- CONSIGNE A
Transcrivez fidèlement le passage de l'extrait sur les Jatadhari qui va de "Indiens, Jamaïque, vers" jusqu'à "avec elle (15).".
- CONSIGNE B
Selon l'extrait sur les Jatadhari, dans quels textes le mythe de la Descente du Gange est-il consigné ? Citez-les tous.

- EXTRAIT À LIRE

• • • •

Indiens, Jamaïque, vers 1900

   Les Jatadhari, ou "porteurs de Jata" (locks), sont en Inde des Sadhu. Ces ascètes vont de ville en village, pratiquant le yoga, mendiant leur nourriture, vêtus de tissus de couleur blanche ou ocre, parfois nus, couverts de cendres. Nombre d’entre eux sont d’obédience shivaiste. Ce sont de grands consommateurs de ganja, "l’herbe de Shiva", qu’ils considèrent comme un sacrement, un bienfait de cette divinité, et qu’ils utilisent pour entrer en fusion avec elle (15).
   Leurs jata sont un autre symbole de Shiva, qui lui-même porte des locks emmêlés, lâchés et/ou retenus en chignon. Le terme "Jatadhara" (ou Jatadhari) est d’ailleurs "un des noms de Shiva en tant que Yogin" (16).
   Le mythe de la Descente du Gange, consigné dans le Mahabharata (17), le Ramayana (18) et les Purana, associe la chevelure du dieu à la naissance de cette rivière sacrée des hindous, considérée comme la mère de l’Inde. Jaillie des cieux, elle fut amortie par la chevelure abondante de Shiva, et de là, répandue sur terre. "‘Gangadhara’, ‘porteur de Ganga’, est une épithète donnée à Shiva recevant sur sa tête les flots du Gange […], qui, après avoir arrosé le Kaïlasa, auraient coulé sur la tête de Shiva. Celui-ci, secouant ses cheveux, en laisserait alors tomber les eaux goutte à goutte pour former le fleuve et les grands lacs du Nord de l’Inde" (19). Les jata des sadhu shivaistes figurent donc le dieu que vénèrent ces derniers et rappellent le rôle joué par Shiva dans la cosmogonie hindoue.
   Les premiers à arborer des locks à la Jamaïque furent les quelques sadhu qui s’étaient glissés dans les convois d’immigrants indiens. Par la suite, leur chevelure se diffusa en milieu rastafari. Certains aînés rastas se souviennent avoir appelé les locks ‘Zagavi’, du mot hindi ‘Jatawi’" (20).
   Ce processus d’appropriation est peut-être symbolisé par le cliché publié par les Mansingh. Les détails de l’homme sur la photographie ne sont pas clairs et suscitent des conjectures. Il n’est pas certain qu’on ait affaire ici à un sadhu indien. Il est possible qu’il s’agisse d’un Jamaïcain d’ascendance africaine qui, évoluant en milieu hindou, aurait, au terme d’un processus d’acculturation, affiché les attributs capillaires d’un sadhu shivaiste. Ses traits semblent négroïdes et seule la moitié de sa chevelure paraît concernée par les jata, qui seraient en fait une sorte de demi-perruque confectionnée à partir de mèches nattées et/ou attachées, puis liées aux cheveux naturels. En outre, alors que les femmes et enfants indiens figurant au premier plan revêtent des coiffes et vêtements créoles, l’homme porte une chemise de type européen mais aussi ce qui ressemble à un dhoti, vêtement traditionnel de l’Inde du nord, cotonnade blanche nouée autour de la taille, l’un des pans passant entre les jambes avant d’être fixé au ventre, le tout constituant une sorte de pantalon. Si cette interprétation est pertinente, cette photo donnerait à voir un cas d’interpénétration culturelle, annonciateur des dreadlocks et au-delà, du rastafarisme.

• • • •

- DONNÉES FOURNIES
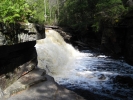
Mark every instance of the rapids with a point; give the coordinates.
(84, 71)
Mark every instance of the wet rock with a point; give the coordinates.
(124, 80)
(15, 61)
(101, 77)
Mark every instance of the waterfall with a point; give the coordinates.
(54, 53)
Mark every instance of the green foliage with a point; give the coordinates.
(12, 11)
(81, 14)
(108, 12)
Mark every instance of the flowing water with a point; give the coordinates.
(85, 71)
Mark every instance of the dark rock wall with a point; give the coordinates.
(18, 55)
(16, 60)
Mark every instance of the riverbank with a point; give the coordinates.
(47, 89)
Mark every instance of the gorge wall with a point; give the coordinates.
(18, 55)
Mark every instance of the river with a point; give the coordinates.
(86, 72)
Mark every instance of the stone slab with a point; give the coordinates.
(47, 90)
(25, 82)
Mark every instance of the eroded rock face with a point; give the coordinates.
(16, 60)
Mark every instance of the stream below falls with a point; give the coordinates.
(90, 74)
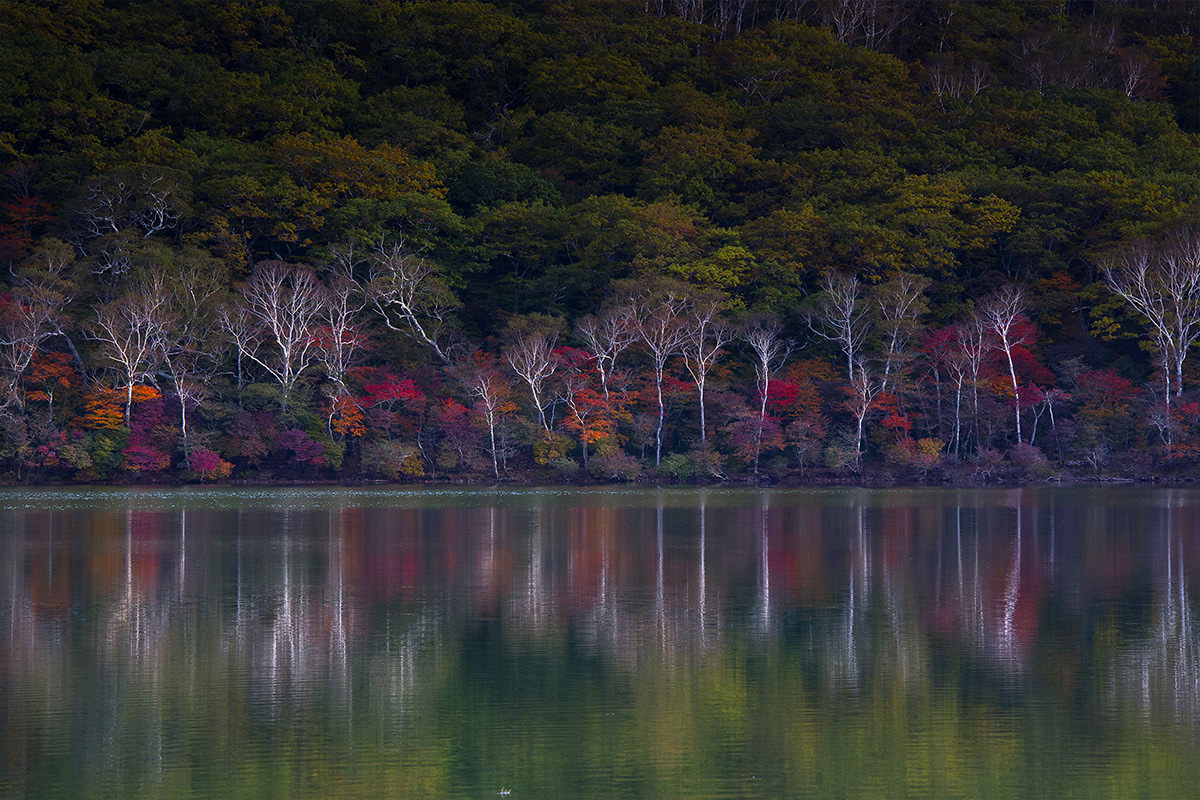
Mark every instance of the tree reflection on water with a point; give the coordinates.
(663, 641)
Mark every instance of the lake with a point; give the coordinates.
(599, 643)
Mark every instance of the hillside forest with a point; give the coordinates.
(599, 240)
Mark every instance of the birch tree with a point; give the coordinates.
(771, 349)
(130, 331)
(606, 336)
(705, 336)
(283, 305)
(1162, 283)
(661, 331)
(841, 318)
(187, 355)
(529, 350)
(1000, 313)
(411, 298)
(901, 304)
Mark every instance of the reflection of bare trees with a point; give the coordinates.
(1161, 674)
(297, 606)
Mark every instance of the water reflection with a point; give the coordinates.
(143, 639)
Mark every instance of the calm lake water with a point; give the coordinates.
(593, 643)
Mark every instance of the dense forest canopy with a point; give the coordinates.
(460, 239)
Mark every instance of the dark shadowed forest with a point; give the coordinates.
(691, 240)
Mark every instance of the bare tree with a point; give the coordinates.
(766, 338)
(965, 362)
(863, 391)
(189, 358)
(340, 335)
(409, 296)
(901, 304)
(490, 386)
(1162, 282)
(661, 330)
(31, 314)
(1001, 313)
(841, 318)
(606, 337)
(240, 331)
(705, 336)
(130, 331)
(285, 305)
(529, 350)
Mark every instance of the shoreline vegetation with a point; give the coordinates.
(714, 242)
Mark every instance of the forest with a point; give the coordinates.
(599, 240)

• • • •

- SOLUTION PROPOSÉE A
Indiens, Jamaïque, vers 1900

   Les Jatadhari, ou "porteurs de Jata" (locks), sont en Inde des Sadhu. Ces ascètes vont de ville en village, pratiquant le yoga, mendiant leur nourriture, vêtus de tissus de couleur blanche ou ocre, parfois nus, couverts de cendres. Nombre d’entre eux sont d’obédience shivaiste. Ce sont de grands consommateurs de ganja, "l’herbe de Shiva", qu’ils considèrent comme un sacrement, un bienfait de cette divinité, et qu’ils utilisent pour entrer en fusion avec elle (15).

- SOLUTION PROPOSÉE B
Le Mahabharata, le Ramayana et les Purana.